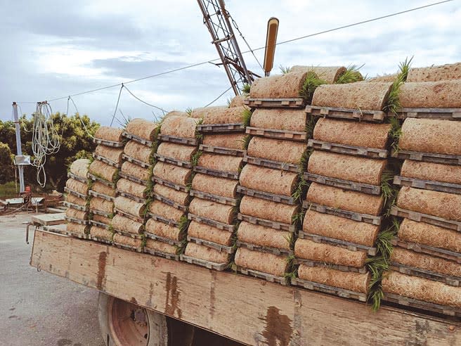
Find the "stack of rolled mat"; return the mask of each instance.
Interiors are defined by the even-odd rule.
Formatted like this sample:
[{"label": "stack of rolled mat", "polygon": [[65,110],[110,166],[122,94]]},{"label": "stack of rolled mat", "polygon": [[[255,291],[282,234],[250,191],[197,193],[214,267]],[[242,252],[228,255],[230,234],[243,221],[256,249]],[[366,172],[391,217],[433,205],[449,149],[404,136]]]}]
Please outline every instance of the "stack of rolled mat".
[{"label": "stack of rolled mat", "polygon": [[115,184],[122,165],[123,130],[100,127],[94,135],[98,144],[89,165],[88,177],[91,180],[90,195],[90,238],[96,241],[112,243],[112,219],[114,215]]},{"label": "stack of rolled mat", "polygon": [[387,300],[460,316],[461,81],[438,78],[461,76],[454,65],[415,70],[409,77],[436,82],[402,86],[405,119],[394,155],[405,160],[391,212],[399,226],[382,289]]},{"label": "stack of rolled mat", "polygon": [[197,108],[191,113],[192,117],[202,119],[197,127],[202,143],[190,191],[193,199],[189,206],[189,243],[181,258],[220,271],[228,267],[235,252],[237,186],[245,127],[251,116],[240,98],[233,100],[229,108]]},{"label": "stack of rolled mat", "polygon": [[89,160],[79,159],[70,165],[65,184],[65,201],[67,207],[65,219],[67,221],[65,233],[67,235],[84,238],[89,231],[89,186],[87,178]]},{"label": "stack of rolled mat", "polygon": [[367,300],[372,257],[384,255],[378,253],[377,243],[385,229],[385,201],[391,198],[391,127],[366,118],[359,122],[354,115],[358,110],[381,112],[391,85],[321,85],[314,93],[313,107],[339,109],[344,119],[325,111],[324,117],[311,122],[315,127],[309,146],[313,151],[304,174],[310,187],[294,244],[299,266],[292,284]]},{"label": "stack of rolled mat", "polygon": [[186,115],[175,112],[162,122],[146,210],[144,251],[174,260],[186,243],[188,191],[199,144],[199,120]]}]

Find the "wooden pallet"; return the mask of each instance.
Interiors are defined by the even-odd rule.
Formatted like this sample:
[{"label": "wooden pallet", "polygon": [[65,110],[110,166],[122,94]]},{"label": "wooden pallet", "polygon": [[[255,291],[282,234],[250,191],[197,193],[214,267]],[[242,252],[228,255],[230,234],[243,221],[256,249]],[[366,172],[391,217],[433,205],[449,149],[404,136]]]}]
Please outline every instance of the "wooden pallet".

▬▬▬

Reproduce the records above verbatim, without the pictures.

Find the "stack of rolled mat"; return the mask of each instance.
Interiors are defined by the even-odd rule.
Formatted like this sample:
[{"label": "stack of rolled mat", "polygon": [[65,110],[110,166],[122,94]]},{"label": "stack of rolled mat", "polygon": [[[255,291],[282,234],[250,191],[197,193],[214,267]],[[242,252],[228,255],[230,234],[243,221],[256,249]],[[366,172],[391,217],[433,205],[449,149],[404,136]]]}]
Please outline every instance of the "stack of rolled mat".
[{"label": "stack of rolled mat", "polygon": [[115,184],[122,165],[123,130],[100,127],[94,135],[98,144],[89,165],[88,177],[91,180],[90,195],[90,238],[96,241],[112,243],[112,219],[114,215]]},{"label": "stack of rolled mat", "polygon": [[387,300],[460,316],[461,81],[438,78],[461,76],[454,65],[415,70],[409,77],[436,82],[402,86],[405,119],[394,155],[405,160],[391,212],[399,226],[382,289]]},{"label": "stack of rolled mat", "polygon": [[197,108],[191,113],[192,117],[202,119],[197,127],[202,143],[190,191],[193,199],[189,206],[189,243],[181,258],[220,271],[228,267],[235,252],[237,186],[245,127],[251,116],[240,98],[233,100],[229,108]]},{"label": "stack of rolled mat", "polygon": [[89,160],[79,159],[70,165],[65,184],[65,201],[67,207],[65,219],[67,221],[65,233],[67,235],[84,238],[89,231],[89,186],[87,178]]},{"label": "stack of rolled mat", "polygon": [[367,300],[372,257],[384,255],[378,253],[377,243],[385,229],[385,201],[391,198],[391,127],[366,118],[359,122],[354,115],[358,110],[381,112],[391,85],[321,85],[314,93],[313,107],[339,109],[344,119],[325,111],[324,117],[311,122],[315,127],[309,146],[313,151],[304,174],[310,187],[294,244],[299,266],[292,284]]},{"label": "stack of rolled mat", "polygon": [[186,115],[175,112],[162,122],[146,210],[144,251],[174,260],[186,243],[188,191],[199,144],[199,120]]}]

Find the "wooden pallet"; return the mask of each instance.
Interiors are defined by the even-odd rule.
Formatted like this sample:
[{"label": "wooden pallet", "polygon": [[65,110],[110,166],[122,94]]},{"label": "wooden pallet", "polygon": [[[255,291],[282,234],[250,191],[197,193],[214,267]],[[242,252],[228,255],[230,234],[243,221],[256,249]],[[366,172],[391,217],[433,205],[449,149],[404,136]]]}]
Please outline every instance of the "wooden pallet".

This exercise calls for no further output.